EXERCISE: Please explain, in one to three sentences, why the passage on balanced resuscitation fluids says high SID fluids can lead to "break through" metabolic alkalosis.

GIVEN PASSAGE:
--------------------------------------------------

Hartmann's solution (Table 5) is the best known commercial 'balanced' preparation. It contains 29 mmol/l of L-lactate. In the absence of severe liver dysfunction, the effective SID is therefore approximately 27 mEq/l. Although this should make it slightly alkalinizing, much as Hartmann originally intended 49, it is close to the ideal from an acid–base perspective. Slight alkalinization is difficult to demonstrate in laboratory and especially in clinical studies, but the available evidence shows that Hartmann's solution reduces or eliminates infusion related metabolic acidosis 5051525354.

The acid–base status of a patient before resuscitation is a consideration. If it is normal to start with, then higher SID fluids such as Plasma-Lyte 148 (effective SID 50 mEq/l; Table 5) are likely to cause a progressive metabolic alkalosis from the outset. Again, evidence is limited, but in support of this statement Plasma-Lyte 148 priming cardiopulmonary bypass pumps has been shown to increase arterial base excess by the end of bypass 25. On the other hand, if there is a pre-existing metabolic acidosis, caused by diabetic ketoacidosis or hypovolaemic shock for example, then fluids with higher effective SID such as Isolyte E or Plasma-Lyte 148 will correct the acidosis more rapidly (provided their organic anions are metabolized with efficiency) while counteracting ongoing generation of acidosis. The problem with high SID fluids is the potential for over-correction and 'break through' metabolic alkalosis, particularly when the cause of the acidosis is accumulation of organic strong anions such as ketoacids and lactate, which disappear as the illness resolves.

--------------------------------------------------

RECORD SET:
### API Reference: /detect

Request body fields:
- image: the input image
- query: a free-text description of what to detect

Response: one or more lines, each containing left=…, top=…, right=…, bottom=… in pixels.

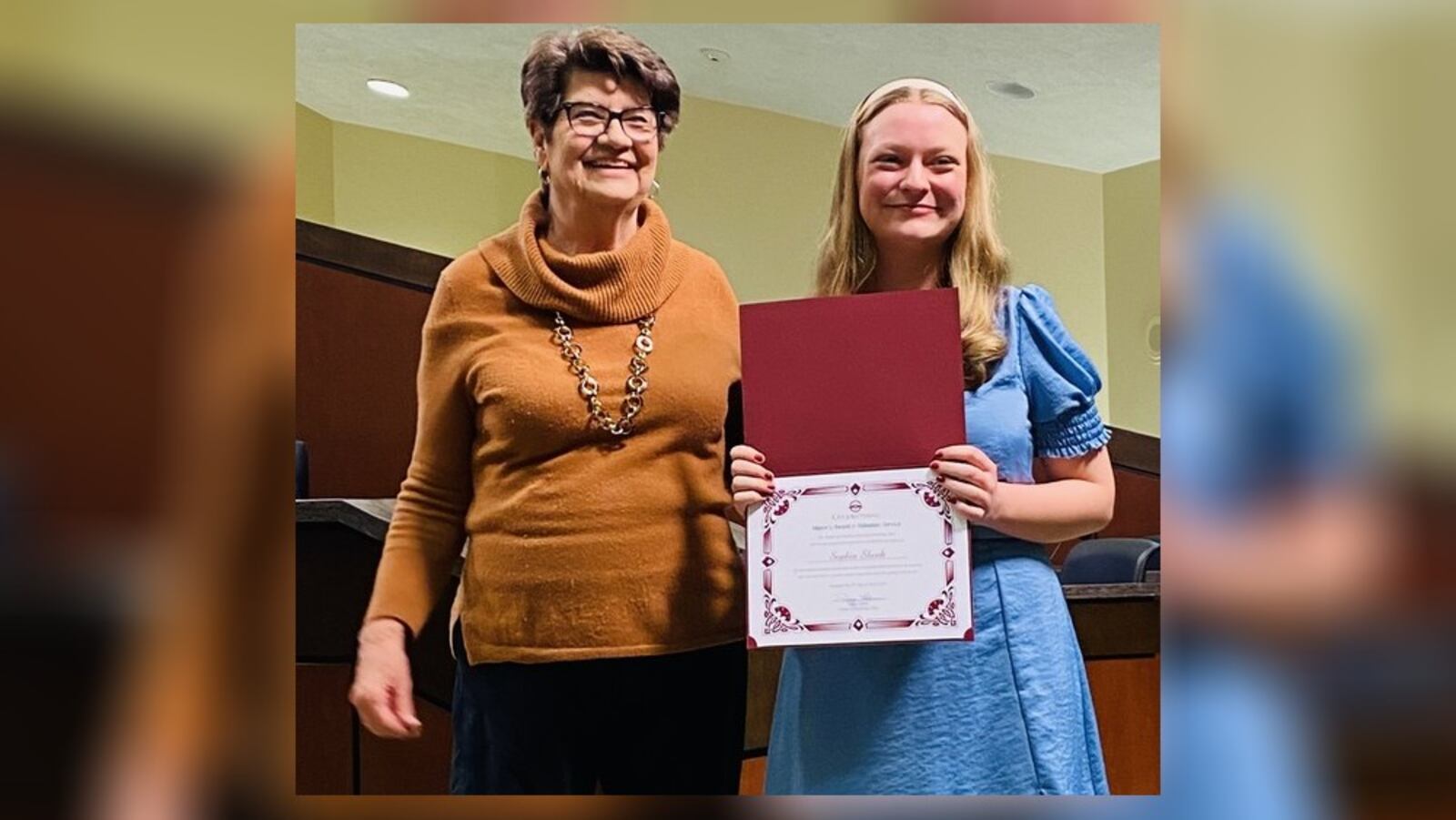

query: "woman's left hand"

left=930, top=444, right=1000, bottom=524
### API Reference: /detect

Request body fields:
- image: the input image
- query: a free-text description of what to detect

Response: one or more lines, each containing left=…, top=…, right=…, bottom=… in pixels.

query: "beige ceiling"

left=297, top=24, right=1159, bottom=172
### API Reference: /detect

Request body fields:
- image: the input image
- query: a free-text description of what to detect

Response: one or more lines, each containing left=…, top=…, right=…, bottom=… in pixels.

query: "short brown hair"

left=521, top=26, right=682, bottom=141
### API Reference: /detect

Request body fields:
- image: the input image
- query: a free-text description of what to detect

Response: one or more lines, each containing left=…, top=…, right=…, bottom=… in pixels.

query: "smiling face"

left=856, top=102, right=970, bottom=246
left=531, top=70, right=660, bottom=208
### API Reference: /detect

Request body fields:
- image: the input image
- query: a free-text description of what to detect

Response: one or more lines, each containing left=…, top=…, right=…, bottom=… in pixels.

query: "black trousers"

--------------------------------------------------

FINISHED TASK: High SID fluids such as Isolyte E or Plasma-Lyte 148 correct a pre-existing metabolic acidosis more rapidly, so they carry a potential for over-correction. This risk is greatest when the acidosis comes from accumulated organic strong anions such as ketoacids and lactate, because those anions disappear as the illness resolves.